_Set problem_.
Count the lines in the entries below that contain the word "church", treating uppercase and lowercase as different, and give only the number.
━━━━━ Dataset records ━━━━━
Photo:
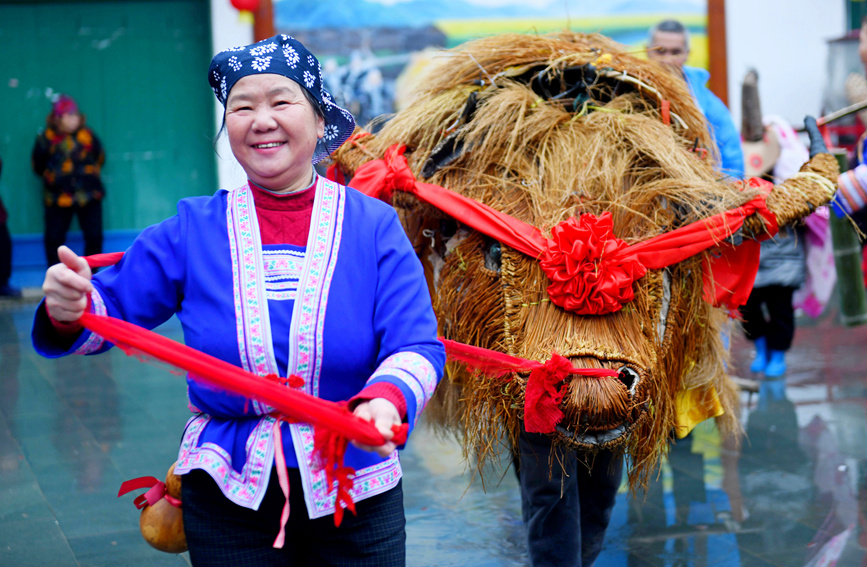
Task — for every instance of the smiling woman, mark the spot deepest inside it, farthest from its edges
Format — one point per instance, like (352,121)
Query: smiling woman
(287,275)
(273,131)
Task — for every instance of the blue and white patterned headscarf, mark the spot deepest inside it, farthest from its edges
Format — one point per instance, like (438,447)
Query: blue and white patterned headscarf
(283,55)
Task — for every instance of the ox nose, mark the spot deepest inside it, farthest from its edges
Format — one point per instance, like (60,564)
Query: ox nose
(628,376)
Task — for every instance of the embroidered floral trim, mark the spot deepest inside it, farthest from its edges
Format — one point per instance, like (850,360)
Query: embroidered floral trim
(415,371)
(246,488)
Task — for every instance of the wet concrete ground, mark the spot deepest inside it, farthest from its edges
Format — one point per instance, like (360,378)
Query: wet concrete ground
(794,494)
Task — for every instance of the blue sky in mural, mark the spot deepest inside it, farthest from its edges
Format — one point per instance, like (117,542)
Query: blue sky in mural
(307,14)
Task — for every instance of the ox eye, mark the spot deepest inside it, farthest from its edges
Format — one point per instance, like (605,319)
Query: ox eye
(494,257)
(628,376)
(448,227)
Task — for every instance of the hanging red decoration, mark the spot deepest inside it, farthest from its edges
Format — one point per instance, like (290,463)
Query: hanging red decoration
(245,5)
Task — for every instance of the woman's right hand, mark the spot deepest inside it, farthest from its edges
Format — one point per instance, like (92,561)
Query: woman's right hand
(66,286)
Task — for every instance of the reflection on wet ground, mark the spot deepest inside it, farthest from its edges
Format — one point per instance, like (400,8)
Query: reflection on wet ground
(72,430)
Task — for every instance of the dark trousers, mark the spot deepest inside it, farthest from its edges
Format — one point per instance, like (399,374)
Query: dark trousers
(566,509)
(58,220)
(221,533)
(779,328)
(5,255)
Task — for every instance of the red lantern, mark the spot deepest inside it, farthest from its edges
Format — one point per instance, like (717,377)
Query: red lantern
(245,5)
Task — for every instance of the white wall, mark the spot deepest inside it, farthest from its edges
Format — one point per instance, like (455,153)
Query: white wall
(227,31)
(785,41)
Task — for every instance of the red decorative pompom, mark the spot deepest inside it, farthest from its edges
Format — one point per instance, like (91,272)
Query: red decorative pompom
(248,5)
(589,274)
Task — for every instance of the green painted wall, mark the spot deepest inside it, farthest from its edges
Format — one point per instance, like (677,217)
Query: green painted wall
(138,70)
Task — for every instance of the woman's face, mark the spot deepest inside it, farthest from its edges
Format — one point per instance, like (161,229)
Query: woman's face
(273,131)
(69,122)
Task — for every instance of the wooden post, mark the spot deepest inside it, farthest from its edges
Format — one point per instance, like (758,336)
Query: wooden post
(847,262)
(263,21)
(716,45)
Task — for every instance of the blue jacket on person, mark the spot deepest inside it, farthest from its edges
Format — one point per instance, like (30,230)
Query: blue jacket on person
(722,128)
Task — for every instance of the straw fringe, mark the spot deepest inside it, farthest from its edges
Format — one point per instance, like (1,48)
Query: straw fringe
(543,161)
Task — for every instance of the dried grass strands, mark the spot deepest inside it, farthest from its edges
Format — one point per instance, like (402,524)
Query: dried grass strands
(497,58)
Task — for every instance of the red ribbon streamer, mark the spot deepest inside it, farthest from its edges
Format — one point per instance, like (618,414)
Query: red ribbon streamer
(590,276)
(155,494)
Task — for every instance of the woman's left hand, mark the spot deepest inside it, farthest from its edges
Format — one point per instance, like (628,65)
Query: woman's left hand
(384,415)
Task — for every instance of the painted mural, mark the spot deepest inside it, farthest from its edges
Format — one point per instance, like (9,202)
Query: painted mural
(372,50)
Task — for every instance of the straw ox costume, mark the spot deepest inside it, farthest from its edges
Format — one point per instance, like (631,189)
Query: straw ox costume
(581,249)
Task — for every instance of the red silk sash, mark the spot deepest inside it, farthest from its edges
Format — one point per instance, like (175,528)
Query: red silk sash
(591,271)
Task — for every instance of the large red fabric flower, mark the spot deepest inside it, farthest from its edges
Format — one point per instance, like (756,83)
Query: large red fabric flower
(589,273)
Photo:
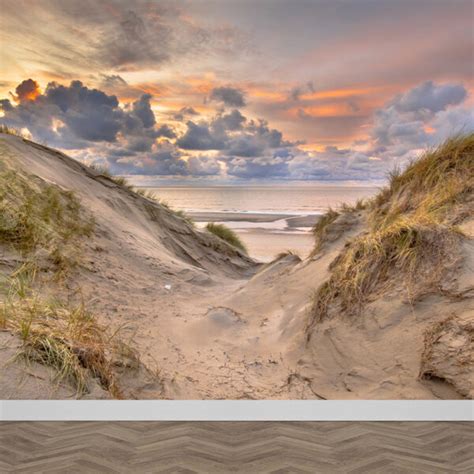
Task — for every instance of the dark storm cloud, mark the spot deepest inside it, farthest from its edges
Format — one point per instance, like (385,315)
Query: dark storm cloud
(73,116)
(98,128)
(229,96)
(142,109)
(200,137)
━━━━━
━━━━━ Dataset records ━━━━━
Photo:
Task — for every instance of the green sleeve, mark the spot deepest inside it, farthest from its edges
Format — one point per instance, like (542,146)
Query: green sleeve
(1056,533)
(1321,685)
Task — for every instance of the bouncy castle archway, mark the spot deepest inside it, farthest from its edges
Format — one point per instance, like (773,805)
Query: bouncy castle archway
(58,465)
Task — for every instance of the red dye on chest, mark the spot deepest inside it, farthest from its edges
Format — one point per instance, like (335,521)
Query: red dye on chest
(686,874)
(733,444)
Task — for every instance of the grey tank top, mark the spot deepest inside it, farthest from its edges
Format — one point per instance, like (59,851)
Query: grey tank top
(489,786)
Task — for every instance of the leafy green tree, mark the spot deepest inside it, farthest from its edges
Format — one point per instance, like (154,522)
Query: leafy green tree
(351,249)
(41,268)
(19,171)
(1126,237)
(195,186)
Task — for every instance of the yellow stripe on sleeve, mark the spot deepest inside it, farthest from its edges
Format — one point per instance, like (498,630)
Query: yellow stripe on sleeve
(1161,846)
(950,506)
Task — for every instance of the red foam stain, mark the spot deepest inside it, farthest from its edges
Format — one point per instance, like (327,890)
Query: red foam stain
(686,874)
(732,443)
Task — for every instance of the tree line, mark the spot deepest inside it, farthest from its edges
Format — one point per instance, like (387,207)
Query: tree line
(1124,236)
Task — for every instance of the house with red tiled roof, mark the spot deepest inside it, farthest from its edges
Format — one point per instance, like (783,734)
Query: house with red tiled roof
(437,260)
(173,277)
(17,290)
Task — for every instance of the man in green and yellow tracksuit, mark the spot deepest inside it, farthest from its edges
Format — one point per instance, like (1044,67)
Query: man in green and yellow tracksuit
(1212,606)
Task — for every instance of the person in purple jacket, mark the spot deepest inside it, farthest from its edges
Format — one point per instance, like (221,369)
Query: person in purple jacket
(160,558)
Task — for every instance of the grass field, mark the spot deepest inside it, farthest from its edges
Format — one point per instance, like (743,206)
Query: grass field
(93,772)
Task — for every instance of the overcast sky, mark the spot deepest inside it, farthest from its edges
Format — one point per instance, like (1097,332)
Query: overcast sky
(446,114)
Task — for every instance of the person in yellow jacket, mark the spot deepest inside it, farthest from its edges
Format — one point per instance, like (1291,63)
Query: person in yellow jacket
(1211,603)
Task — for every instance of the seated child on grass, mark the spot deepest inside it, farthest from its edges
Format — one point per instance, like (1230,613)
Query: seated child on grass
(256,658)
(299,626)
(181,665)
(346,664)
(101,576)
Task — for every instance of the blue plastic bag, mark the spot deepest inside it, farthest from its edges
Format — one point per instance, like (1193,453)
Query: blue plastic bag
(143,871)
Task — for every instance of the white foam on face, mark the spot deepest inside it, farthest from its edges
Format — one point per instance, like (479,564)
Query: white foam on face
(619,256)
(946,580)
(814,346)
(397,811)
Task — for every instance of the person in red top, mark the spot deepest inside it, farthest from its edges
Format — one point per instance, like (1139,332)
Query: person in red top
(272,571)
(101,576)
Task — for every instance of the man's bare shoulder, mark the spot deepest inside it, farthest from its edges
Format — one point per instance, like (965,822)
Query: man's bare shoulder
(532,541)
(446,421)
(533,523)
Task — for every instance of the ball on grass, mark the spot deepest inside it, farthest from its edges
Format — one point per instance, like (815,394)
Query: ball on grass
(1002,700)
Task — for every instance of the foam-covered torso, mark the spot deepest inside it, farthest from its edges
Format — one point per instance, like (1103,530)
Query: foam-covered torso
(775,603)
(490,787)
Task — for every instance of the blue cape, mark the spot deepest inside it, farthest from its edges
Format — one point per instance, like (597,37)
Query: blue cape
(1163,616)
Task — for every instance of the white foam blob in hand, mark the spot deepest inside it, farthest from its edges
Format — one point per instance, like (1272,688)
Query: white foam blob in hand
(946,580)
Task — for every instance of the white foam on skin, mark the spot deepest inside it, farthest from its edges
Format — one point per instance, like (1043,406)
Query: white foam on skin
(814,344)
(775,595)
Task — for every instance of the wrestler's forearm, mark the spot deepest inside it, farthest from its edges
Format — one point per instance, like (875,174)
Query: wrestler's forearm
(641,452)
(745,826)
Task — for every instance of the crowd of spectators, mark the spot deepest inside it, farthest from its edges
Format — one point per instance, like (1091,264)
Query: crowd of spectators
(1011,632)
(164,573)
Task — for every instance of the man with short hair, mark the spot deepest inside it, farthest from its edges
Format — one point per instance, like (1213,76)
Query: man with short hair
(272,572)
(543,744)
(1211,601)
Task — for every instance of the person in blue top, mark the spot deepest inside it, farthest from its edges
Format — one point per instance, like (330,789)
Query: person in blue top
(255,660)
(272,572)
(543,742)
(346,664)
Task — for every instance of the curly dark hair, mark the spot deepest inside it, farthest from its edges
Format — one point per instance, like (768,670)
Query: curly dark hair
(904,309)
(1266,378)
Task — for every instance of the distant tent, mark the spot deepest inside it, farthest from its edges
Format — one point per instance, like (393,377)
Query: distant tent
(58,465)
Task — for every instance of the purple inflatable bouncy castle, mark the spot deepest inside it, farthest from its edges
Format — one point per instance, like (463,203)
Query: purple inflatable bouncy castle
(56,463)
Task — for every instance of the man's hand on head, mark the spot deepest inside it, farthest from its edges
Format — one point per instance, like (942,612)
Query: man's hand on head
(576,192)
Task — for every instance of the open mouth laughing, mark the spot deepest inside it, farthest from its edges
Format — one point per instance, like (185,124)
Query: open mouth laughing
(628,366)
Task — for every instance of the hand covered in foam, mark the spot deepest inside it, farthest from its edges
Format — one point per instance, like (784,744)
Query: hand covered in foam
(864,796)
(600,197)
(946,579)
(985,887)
━━━━━
━━━━━ Dataset records ━━━━━
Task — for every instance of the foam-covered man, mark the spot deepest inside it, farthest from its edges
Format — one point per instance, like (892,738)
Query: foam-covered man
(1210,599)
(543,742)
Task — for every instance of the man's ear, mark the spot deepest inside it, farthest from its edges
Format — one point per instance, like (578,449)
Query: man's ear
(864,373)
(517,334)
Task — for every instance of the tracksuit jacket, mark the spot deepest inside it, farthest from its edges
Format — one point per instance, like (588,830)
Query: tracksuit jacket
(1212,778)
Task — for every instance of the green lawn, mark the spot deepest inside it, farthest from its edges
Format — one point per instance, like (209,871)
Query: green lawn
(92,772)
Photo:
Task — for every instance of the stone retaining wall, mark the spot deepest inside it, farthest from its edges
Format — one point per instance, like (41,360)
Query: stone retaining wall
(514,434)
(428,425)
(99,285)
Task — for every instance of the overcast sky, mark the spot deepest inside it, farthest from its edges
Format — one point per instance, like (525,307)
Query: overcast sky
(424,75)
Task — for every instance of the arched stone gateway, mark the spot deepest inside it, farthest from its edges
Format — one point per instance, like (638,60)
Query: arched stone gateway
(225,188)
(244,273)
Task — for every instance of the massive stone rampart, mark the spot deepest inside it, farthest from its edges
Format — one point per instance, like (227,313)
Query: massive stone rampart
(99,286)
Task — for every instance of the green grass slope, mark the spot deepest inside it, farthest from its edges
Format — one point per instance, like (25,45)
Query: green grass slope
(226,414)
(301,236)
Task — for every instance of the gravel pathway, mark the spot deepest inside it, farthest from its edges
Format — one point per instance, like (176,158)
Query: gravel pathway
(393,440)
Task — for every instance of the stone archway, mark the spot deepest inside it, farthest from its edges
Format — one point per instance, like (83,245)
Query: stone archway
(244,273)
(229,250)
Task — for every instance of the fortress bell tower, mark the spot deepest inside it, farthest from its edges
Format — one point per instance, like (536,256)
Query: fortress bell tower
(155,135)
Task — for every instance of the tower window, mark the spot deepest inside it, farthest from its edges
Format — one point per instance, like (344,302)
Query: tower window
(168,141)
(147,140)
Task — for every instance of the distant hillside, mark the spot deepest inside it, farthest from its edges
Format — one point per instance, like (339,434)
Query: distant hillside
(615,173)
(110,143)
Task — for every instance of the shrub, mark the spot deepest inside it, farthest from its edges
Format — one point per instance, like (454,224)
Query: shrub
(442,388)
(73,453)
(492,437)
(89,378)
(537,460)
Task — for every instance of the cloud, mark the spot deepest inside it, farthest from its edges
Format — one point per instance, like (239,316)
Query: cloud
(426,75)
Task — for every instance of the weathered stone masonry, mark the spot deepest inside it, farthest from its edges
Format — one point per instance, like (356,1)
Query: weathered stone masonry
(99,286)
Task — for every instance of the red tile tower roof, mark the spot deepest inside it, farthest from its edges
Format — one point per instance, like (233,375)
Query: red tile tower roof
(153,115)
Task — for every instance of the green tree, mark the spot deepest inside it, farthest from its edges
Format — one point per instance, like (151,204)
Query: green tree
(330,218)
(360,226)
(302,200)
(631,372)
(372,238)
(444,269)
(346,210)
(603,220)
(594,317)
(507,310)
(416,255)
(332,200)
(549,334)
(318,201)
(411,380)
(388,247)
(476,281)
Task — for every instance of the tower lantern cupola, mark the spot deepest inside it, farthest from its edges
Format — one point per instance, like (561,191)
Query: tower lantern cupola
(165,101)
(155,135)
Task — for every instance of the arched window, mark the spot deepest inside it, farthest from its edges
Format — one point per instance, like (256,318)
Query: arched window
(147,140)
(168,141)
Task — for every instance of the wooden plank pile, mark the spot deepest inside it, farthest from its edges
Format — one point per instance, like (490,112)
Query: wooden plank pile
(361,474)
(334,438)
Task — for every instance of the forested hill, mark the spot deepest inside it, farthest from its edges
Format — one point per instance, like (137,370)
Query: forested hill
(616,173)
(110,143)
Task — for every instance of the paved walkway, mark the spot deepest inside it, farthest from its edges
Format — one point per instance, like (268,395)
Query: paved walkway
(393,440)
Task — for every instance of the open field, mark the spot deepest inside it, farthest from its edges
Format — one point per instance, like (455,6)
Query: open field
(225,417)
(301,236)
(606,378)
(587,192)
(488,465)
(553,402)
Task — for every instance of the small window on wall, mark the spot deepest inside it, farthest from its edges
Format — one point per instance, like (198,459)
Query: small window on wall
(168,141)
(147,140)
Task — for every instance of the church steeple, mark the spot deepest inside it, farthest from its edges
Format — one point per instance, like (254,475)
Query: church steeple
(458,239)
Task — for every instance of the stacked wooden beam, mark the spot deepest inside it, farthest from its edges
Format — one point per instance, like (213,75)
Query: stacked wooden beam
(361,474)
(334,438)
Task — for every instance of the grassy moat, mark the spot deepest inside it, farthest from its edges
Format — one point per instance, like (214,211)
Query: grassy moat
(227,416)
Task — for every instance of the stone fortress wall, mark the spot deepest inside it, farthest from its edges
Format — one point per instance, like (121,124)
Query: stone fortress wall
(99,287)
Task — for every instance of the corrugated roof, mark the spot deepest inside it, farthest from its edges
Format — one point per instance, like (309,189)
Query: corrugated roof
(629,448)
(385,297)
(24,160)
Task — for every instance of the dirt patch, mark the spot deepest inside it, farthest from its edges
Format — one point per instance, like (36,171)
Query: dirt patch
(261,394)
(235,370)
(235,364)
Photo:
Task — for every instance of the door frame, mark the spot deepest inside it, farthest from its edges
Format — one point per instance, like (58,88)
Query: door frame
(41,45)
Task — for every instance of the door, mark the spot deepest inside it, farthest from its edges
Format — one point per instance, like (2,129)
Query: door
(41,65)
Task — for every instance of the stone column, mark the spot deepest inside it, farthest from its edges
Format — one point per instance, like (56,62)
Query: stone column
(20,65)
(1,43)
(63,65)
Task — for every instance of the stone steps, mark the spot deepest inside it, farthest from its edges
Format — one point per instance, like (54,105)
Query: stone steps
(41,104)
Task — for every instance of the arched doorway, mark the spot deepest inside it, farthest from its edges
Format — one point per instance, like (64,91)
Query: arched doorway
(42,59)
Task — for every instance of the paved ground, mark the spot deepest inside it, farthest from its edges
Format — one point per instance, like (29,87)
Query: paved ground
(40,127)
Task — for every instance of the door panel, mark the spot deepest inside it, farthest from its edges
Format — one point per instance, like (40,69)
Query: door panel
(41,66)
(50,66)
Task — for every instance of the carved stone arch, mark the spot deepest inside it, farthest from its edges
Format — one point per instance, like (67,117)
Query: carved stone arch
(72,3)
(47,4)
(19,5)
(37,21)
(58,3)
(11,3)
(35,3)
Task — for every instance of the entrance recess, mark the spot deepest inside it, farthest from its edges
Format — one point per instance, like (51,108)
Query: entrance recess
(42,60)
━━━━━
_Full output_.
2